The answer should consist of each line below that contains the word "gray".

*** AVAILABLE DATA ***

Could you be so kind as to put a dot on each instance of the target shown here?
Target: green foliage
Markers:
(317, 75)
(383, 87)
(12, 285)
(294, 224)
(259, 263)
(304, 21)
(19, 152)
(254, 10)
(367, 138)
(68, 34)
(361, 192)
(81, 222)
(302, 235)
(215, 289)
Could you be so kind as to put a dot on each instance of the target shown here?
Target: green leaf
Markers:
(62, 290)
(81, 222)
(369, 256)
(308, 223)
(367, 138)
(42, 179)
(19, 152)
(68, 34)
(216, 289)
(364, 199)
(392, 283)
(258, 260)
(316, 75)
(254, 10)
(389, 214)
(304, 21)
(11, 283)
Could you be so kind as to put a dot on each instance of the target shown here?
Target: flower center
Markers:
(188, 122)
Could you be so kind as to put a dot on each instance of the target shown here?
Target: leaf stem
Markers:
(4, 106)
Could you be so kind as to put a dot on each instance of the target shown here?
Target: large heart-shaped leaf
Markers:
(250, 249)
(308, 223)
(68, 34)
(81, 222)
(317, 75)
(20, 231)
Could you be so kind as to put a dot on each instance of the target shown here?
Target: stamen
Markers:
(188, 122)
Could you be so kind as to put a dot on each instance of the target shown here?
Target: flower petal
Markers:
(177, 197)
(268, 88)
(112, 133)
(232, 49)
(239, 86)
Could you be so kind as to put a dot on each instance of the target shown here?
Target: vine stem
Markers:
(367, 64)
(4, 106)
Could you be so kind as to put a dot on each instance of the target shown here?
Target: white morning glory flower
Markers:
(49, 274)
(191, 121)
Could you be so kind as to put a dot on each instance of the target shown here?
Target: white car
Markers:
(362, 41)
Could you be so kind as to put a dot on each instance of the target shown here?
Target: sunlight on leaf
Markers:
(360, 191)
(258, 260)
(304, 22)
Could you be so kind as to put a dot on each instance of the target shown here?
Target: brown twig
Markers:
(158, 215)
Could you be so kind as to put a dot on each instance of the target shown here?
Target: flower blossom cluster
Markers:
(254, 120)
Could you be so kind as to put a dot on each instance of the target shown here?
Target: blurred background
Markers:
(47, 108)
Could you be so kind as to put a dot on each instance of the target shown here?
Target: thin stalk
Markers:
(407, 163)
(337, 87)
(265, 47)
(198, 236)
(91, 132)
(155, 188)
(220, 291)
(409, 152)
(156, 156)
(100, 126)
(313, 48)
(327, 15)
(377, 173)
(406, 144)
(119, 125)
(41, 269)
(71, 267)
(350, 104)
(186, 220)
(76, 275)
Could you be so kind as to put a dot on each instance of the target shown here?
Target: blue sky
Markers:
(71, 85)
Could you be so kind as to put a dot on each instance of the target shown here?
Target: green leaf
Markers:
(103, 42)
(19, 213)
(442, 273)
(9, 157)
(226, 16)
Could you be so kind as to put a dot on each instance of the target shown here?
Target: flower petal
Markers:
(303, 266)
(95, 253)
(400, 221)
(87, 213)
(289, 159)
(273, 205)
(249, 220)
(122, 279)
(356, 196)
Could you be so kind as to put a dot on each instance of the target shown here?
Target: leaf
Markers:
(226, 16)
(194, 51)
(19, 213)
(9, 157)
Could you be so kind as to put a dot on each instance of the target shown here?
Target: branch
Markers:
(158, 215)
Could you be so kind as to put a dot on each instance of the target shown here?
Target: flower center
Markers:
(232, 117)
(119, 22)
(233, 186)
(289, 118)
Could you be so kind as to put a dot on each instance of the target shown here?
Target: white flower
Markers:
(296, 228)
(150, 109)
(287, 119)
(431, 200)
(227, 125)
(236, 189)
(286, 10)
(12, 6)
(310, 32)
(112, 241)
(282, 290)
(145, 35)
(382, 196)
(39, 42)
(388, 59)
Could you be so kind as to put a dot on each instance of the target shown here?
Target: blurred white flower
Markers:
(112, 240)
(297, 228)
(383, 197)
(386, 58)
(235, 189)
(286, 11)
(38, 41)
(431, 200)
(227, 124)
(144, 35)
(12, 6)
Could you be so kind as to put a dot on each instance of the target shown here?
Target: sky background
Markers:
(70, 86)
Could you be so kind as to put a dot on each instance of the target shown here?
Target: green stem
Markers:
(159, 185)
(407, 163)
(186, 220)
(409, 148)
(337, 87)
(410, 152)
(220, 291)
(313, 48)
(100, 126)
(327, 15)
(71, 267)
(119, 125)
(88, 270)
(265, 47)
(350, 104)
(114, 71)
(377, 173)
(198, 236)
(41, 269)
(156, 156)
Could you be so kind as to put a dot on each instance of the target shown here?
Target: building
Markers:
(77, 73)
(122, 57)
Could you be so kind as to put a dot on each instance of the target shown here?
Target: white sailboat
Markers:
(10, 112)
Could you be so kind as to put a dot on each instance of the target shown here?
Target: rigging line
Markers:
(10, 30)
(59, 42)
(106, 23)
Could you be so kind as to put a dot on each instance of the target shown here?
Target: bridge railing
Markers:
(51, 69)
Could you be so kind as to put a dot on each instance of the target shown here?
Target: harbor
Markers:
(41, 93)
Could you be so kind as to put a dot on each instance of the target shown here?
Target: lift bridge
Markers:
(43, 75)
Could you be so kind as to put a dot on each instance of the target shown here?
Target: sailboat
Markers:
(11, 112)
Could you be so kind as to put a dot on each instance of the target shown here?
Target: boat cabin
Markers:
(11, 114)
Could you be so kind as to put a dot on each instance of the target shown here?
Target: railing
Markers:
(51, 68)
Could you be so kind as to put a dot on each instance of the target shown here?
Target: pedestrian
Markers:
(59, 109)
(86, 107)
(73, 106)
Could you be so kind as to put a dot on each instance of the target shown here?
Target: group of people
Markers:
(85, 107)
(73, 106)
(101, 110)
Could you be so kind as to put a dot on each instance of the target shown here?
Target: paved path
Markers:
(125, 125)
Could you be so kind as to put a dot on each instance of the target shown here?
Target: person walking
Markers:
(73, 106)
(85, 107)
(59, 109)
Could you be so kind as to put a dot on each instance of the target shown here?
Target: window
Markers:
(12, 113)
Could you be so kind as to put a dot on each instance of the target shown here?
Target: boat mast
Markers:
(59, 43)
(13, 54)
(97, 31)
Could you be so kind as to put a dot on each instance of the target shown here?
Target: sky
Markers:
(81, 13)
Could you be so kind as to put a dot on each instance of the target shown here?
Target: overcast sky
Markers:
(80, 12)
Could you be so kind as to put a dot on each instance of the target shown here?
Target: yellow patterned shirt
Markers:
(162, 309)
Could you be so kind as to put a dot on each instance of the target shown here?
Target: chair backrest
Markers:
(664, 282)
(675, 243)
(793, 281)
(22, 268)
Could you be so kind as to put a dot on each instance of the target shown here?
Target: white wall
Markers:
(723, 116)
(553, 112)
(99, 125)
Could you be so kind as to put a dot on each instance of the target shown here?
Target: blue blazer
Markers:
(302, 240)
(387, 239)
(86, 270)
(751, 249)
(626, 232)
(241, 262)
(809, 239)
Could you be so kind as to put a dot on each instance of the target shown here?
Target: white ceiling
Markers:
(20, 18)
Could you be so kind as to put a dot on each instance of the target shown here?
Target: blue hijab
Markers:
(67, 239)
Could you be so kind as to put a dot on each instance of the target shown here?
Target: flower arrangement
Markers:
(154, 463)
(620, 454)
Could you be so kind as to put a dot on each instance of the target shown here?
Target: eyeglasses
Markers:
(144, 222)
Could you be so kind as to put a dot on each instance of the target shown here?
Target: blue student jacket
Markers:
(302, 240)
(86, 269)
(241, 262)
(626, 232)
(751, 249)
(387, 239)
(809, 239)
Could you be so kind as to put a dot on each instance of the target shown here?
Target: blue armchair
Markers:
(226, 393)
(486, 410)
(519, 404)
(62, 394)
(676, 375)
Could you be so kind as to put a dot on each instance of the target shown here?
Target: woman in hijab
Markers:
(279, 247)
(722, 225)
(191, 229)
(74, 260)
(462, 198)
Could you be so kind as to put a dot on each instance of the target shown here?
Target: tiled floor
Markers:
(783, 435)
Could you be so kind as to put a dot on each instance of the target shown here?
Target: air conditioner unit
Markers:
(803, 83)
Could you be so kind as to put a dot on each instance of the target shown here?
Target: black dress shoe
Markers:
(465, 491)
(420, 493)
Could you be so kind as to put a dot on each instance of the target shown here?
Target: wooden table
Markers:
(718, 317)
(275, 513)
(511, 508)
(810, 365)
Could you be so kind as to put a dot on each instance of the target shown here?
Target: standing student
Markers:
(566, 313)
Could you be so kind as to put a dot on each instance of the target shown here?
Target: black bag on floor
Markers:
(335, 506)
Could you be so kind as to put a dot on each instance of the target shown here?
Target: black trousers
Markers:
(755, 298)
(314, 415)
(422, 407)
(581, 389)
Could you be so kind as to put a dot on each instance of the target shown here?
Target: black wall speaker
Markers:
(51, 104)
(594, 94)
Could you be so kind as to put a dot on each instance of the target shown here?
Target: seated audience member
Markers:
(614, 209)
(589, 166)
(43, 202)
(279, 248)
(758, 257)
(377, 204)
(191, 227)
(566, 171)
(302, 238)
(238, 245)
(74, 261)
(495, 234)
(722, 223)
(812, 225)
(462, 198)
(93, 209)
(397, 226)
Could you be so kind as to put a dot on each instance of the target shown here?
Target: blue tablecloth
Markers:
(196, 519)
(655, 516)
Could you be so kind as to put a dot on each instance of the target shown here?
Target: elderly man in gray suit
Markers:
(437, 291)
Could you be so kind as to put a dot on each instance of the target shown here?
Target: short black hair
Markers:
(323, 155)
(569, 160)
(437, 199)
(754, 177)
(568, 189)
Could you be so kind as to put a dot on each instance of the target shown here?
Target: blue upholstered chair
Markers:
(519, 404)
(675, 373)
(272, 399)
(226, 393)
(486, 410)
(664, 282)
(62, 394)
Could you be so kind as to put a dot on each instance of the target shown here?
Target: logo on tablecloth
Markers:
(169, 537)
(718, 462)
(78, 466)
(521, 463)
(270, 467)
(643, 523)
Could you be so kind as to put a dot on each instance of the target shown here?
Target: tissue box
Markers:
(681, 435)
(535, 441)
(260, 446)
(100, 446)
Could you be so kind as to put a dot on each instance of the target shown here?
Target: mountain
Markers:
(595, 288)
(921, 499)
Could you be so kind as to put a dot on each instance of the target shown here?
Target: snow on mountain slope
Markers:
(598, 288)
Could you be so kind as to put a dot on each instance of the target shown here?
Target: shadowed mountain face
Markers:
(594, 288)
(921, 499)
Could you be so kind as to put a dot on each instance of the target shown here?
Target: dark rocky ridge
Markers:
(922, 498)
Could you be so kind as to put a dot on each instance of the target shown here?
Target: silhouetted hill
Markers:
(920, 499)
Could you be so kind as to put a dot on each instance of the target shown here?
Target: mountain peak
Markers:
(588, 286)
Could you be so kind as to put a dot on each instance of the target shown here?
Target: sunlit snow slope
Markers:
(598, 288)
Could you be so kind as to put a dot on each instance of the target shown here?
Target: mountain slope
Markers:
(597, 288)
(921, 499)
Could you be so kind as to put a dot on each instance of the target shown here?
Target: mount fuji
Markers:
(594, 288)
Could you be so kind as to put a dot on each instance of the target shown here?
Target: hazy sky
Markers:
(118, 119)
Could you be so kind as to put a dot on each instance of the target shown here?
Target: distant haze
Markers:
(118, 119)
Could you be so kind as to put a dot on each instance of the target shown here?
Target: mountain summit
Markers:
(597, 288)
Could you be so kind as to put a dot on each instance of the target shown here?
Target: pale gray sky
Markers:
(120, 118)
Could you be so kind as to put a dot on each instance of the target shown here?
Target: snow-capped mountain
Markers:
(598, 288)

***

- [WRITTEN ANSWER]:
Target: elderly man in gray suit
Target: pale gray sky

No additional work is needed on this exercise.